[Dataset records]
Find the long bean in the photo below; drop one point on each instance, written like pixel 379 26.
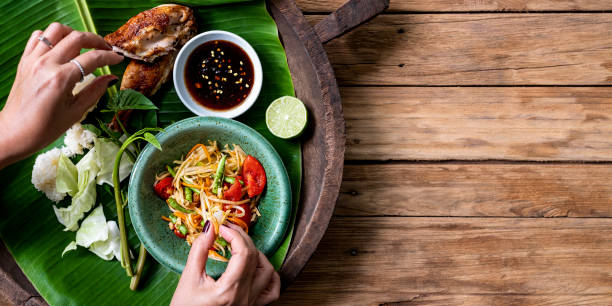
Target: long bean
pixel 174 204
pixel 188 194
pixel 142 255
pixel 219 174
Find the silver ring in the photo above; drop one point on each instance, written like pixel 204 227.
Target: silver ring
pixel 80 68
pixel 46 41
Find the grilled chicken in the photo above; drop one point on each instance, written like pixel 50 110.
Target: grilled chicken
pixel 152 38
pixel 145 78
pixel 154 33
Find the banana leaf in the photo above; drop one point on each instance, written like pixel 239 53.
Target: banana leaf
pixel 29 227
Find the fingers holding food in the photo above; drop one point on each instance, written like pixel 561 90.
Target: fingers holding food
pixel 54 33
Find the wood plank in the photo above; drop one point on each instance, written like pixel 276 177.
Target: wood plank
pixel 475 49
pixel 470 189
pixel 469 5
pixel 367 261
pixel 474 123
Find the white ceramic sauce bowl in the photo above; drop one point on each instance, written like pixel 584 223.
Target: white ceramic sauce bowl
pixel 179 74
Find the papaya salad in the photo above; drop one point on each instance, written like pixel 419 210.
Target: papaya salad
pixel 213 184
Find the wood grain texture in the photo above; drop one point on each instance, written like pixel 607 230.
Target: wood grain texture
pixel 372 261
pixel 475 49
pixel 475 189
pixel 323 143
pixel 348 16
pixel 317 6
pixel 474 123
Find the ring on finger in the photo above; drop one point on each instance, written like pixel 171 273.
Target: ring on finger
pixel 80 68
pixel 46 41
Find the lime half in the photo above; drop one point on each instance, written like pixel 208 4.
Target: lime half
pixel 286 117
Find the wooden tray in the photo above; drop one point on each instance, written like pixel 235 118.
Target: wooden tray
pixel 323 142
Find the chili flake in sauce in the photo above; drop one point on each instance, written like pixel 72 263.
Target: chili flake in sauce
pixel 219 74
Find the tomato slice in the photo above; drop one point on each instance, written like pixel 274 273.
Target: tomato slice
pixel 255 176
pixel 234 193
pixel 247 212
pixel 164 188
pixel 179 234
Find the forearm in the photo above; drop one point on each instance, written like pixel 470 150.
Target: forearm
pixel 8 153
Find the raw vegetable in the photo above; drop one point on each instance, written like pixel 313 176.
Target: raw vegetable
pixel 255 176
pixel 67 175
pixel 106 150
pixel 77 138
pixel 171 171
pixel 84 200
pixel 92 229
pixel 234 193
pixel 44 174
pixel 172 202
pixel 98 235
pixel 188 195
pixel 219 175
pixel 164 188
pixel 145 135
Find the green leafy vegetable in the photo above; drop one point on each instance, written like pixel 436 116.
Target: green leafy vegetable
pixel 99 236
pixel 152 140
pixel 66 179
pixel 92 229
pixel 70 247
pixel 57 283
pixel 85 198
pixel 174 204
pixel 92 128
pixel 106 150
pixel 219 175
pixel 111 247
pixel 129 99
pixel 119 201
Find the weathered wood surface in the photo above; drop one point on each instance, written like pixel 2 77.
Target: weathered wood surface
pixel 317 6
pixel 476 189
pixel 348 16
pixel 476 49
pixel 473 123
pixel 374 260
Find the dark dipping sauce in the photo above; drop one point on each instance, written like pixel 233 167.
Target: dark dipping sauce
pixel 219 74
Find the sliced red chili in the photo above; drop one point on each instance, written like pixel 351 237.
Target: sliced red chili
pixel 163 188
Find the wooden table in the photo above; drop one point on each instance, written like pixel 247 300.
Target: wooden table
pixel 479 143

> [Task statement]:
Beginning with the line above that contains "Target: wood grain texture", copy each line exactly up to and including the line that contains "Find the chili", and go no further.

> [Response below]:
Target: wood grain texture
pixel 372 261
pixel 475 49
pixel 475 189
pixel 323 143
pixel 348 16
pixel 317 6
pixel 474 123
Find the ring on finger in the photo above; drop one point on each instance, written like pixel 171 273.
Target: ring on finger
pixel 80 68
pixel 46 41
Find the lime half in the photo above; drop one point on each instance, written like pixel 208 4.
Target: lime half
pixel 286 117
Find the wooden tray in the photo above; drop one point on each instance, written like pixel 235 118.
Target: wooden tray
pixel 323 142
Find the chili flake in sauce in the photo above; drop one point on each instance, written like pixel 72 263.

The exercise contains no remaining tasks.